:: Extrait ::

L’idée d’utiliser la chaleur pour détruire les tumeurs cancéreuses existe depuis longtemps. Toutefois, selon Johan van Lierop, professeur de physique à l’Université du Manitoba, « le défi consiste à surchauffer la tumeur sans surchauffer également les tissus sains environnants ». Jusqu’à présent, cette difficulté a limité l’utilisation du traitement thermique à une poignée d’applications cancéreuses, telles que le traitement de certains types de tumeurs cérébrales.
Les chercheurs médicaux du monde entier s’efforcent de trouver des moyens de relever ce défi, car les traitements actuels contre le cancer ne sont pas toujours efficaces. En outre, de nombreuses tumeurs sont actuellement traitées par radiothérapie, ce qui peut avoir des effets secondaires néfastes. Selon les experts, de nombreux types de tumeurs seraient mieux traités à la fois par rayonnement et par chaleur, car cette combinaison permettrait de réduire la dose de rayonnement nécessaire, et donc les effets secondaires du traitement, et de raccourcir les délais de guérison.
M. Van Lierop et ses collaborateurs internationaux étudient un moyen de rendre le traitement thermique destructeur de tumeurs plus applicable à différents types de tumeurs. Leur méthode consiste à injecter dans les tumeurs des nanoparticules magnétiques qui génèrent de la chaleur en réponse à un champ magnétique alternatif. La chaleur qui en résulterait serait juste suffisante pour tuer la tumeur sans endommager les tissus ou organes environnants. Cette approche est extrêmement prometteuse ; en fait, certains patients atteints de tumeurs cérébrales ont récemment été traités avec succès dans plusieurs hôpitaux allemands à l’aide d’une méthode très similaire qui fait l’objet d’essais cliniques en phase finale.
« Après un seul traitement, la chaleur générée a provoqué une régression presque complète des tumeurs. »
« Nos découvertes alimentent désormais les processus de conception d’autres équipes de recherche dans le monde entier »
Robert Ivkov, professeur de médecine à l’Université Johns Hopkins et l’un des collaborateurs de van Lierop, envisage le jour où ces nanoparticules magnétiques seront utilisées pour traiter le cancer de la prostate, car ce cancer est souvent détecté trop tard pour les traitements conventionnels. Les cancers du cou, de la gorge et du sein ne sont que quelques autres exemples de cancers qui pourraient être traités avec cette méthode, car ces tumeurs sont souvent proches de la surface de la peau, ce qui permet d’injecter facilement les nanoparticules.
Le principe de base de cette méthode de traitement est assez simple : la chaleur est générée à partir d’un matériau magnétique à l’aide d’un champ magnétique alternatif. Le même principe explique pourquoi l’adaptateur d’un ordinateur portable chauffe chaque fois qu’il est branché, parce que le courant alternatif (CA) dans l’adaptateur crée un champ magnétique alternatif autour d’un noyau de fer. L’orientation de l’aimantation du fer s’inverse chaque fois que la direction du champ magnétique change, ce qui se produit environ 60 fois par seconde. Ce processus de retournement n’étant pas parfaitement efficace, une partie de l’énergie électrique est perdue sous forme de chaleur dans le fer.

:: Consigne ::
Reproduisez fidèlement le passage de l'extrait sur le traitement thermique des tumeurs, depuis « M. Van Lierop » jusqu'à « en phase finale. » inclus. Les lignes qui viennent ensuite forment un matériau distinct de l'extrait.

(Extraits d'un jeu de données)
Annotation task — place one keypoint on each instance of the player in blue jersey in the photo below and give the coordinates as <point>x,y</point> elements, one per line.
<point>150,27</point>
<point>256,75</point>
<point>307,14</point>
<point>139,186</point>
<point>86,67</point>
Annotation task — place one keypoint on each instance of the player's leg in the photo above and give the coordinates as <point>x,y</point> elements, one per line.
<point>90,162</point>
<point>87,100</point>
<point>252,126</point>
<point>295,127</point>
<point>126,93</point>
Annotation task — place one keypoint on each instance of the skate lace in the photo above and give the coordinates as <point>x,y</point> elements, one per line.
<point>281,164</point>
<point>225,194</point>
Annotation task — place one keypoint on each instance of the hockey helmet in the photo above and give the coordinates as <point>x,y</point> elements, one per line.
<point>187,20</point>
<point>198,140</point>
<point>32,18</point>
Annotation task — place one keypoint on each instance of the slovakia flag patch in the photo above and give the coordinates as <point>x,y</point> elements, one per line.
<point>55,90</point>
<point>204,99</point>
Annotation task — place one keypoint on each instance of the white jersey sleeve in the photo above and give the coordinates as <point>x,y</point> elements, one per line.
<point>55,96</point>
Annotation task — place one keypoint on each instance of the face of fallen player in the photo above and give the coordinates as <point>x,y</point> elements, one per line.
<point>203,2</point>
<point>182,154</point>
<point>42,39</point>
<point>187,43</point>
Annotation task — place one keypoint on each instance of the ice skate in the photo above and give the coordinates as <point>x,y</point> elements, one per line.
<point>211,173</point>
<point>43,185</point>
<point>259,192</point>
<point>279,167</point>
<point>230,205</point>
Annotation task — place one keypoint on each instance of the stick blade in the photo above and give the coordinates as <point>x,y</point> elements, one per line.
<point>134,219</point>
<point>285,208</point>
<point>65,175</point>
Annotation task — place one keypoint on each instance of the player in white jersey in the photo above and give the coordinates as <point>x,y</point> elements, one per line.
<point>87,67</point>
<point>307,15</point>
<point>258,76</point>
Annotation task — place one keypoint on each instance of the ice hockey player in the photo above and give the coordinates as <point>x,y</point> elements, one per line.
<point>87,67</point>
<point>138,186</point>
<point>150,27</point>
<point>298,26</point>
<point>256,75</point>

:: Réponse ::
M. Van Lierop et ses collaborateurs internationaux étudient un moyen de rendre le traitement thermique destructeur de tumeurs plus applicable à différents types de tumeurs. Leur méthode consiste à injecter dans les tumeurs des nanoparticules magnétiques qui génèrent de la chaleur en réponse à un champ magnétique alternatif. La chaleur qui en résulterait serait juste suffisante pour tuer la tumeur sans endommager les tissus ou organes environnants. Cette approche est extrêmement prometteuse ; en fait, certains patients atteints de tumeurs cérébrales ont récemment été traités avec succès dans plusieurs hôpitaux allemands à l’aide d’une méthode très similaire qui fait l’objet d’essais cliniques en phase finale.